Task inputs →
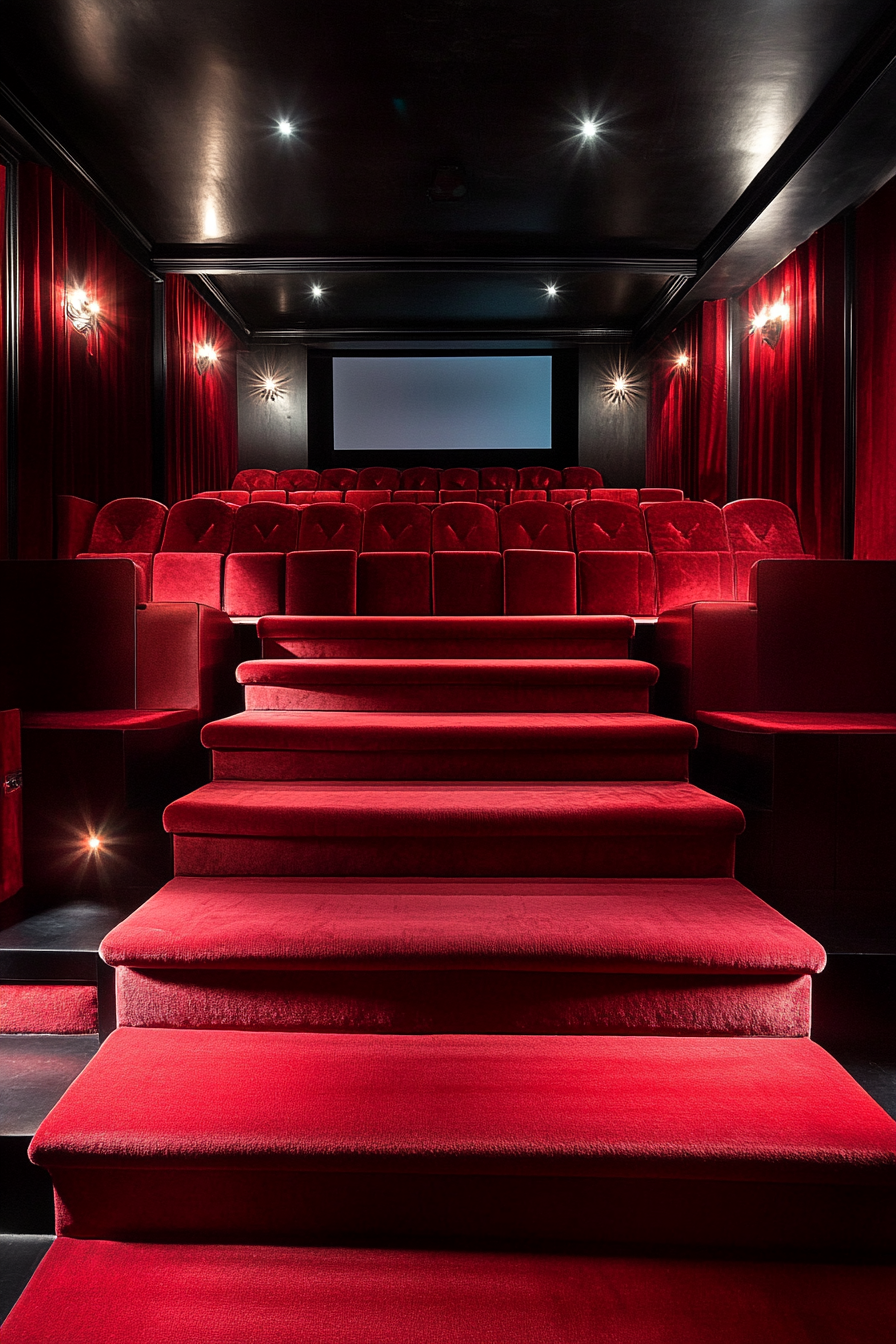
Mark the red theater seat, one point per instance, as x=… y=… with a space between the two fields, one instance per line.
x=539 y=565
x=254 y=479
x=466 y=561
x=760 y=530
x=129 y=528
x=337 y=479
x=421 y=479
x=394 y=565
x=191 y=562
x=615 y=567
x=540 y=479
x=691 y=550
x=297 y=479
x=499 y=479
x=460 y=479
x=263 y=534
x=582 y=477
x=379 y=479
x=321 y=575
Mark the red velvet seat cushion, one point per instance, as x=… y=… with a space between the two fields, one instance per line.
x=539 y=582
x=617 y=581
x=395 y=582
x=321 y=582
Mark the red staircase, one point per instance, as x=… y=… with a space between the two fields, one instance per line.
x=497 y=1022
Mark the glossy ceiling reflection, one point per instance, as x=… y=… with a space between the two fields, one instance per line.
x=449 y=159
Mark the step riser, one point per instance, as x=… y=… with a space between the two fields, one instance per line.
x=194 y=1204
x=484 y=1001
x=456 y=856
x=450 y=698
x=450 y=765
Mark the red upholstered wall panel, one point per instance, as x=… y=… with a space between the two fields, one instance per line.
x=85 y=402
x=791 y=397
x=876 y=376
x=688 y=407
x=202 y=407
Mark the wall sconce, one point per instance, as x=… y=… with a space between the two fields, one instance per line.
x=206 y=358
x=82 y=312
x=770 y=321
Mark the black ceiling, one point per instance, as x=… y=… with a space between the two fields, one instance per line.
x=727 y=131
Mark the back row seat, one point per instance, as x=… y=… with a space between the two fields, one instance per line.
x=461 y=558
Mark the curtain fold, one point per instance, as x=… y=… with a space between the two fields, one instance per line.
x=85 y=401
x=876 y=376
x=687 y=414
x=200 y=406
x=791 y=397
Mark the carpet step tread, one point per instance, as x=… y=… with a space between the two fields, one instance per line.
x=139 y=1293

What is being asked → Please copy every one of the records above word for word, leaving the pictures out.

Expected answer →
Mark the red theater seat, one point per instance, as x=… y=… with a space between the two fields, one instance per line.
x=539 y=565
x=254 y=479
x=466 y=561
x=760 y=530
x=129 y=528
x=337 y=479
x=421 y=479
x=394 y=565
x=191 y=562
x=615 y=567
x=540 y=479
x=691 y=550
x=297 y=479
x=499 y=479
x=460 y=479
x=263 y=534
x=582 y=477
x=379 y=479
x=321 y=575
Mark the red velvet seat cushion, one point per instance, as x=… y=… with a space between the two fields, one instance per line.
x=539 y=582
x=617 y=581
x=395 y=582
x=321 y=582
Mark the red staircase, one point per instance, as x=… y=… with a space between the two fields, one instance per line.
x=497 y=1022
Mark the glossy ceiling reflection, one point per instance, as x=… y=… with a space between the two fields, one instance per line.
x=449 y=159
Mark the step riser, one point per instance, as x=… y=… with a space between the two fields, one instance per line.
x=194 y=1204
x=484 y=1001
x=456 y=856
x=450 y=698
x=450 y=765
Mark the red upholstered wall panel, one point per instance, as x=… y=… with a space between the two fields, one instance per line.
x=85 y=402
x=791 y=397
x=876 y=376
x=688 y=407
x=202 y=407
Mark the wall sconce, one point per instance, as x=… y=… with a space between the two fields, one instance per line.
x=206 y=358
x=82 y=312
x=770 y=321
Mark the black ceiling, one point per instance, as x=… y=… with a space between the two fields, one instance per line.
x=727 y=131
Mark the back row seat, one point per instance, as x=… y=… with a space between the two fields, one instance per line.
x=461 y=558
Mark the curtain fold, one point per instance, as x=… y=… with a space between the two fields, one instance per line.
x=85 y=401
x=876 y=376
x=687 y=414
x=200 y=406
x=791 y=397
Mark the carpet step tread, one point per instance, as x=… y=… with a space between the two fields, one instance per line.
x=139 y=1293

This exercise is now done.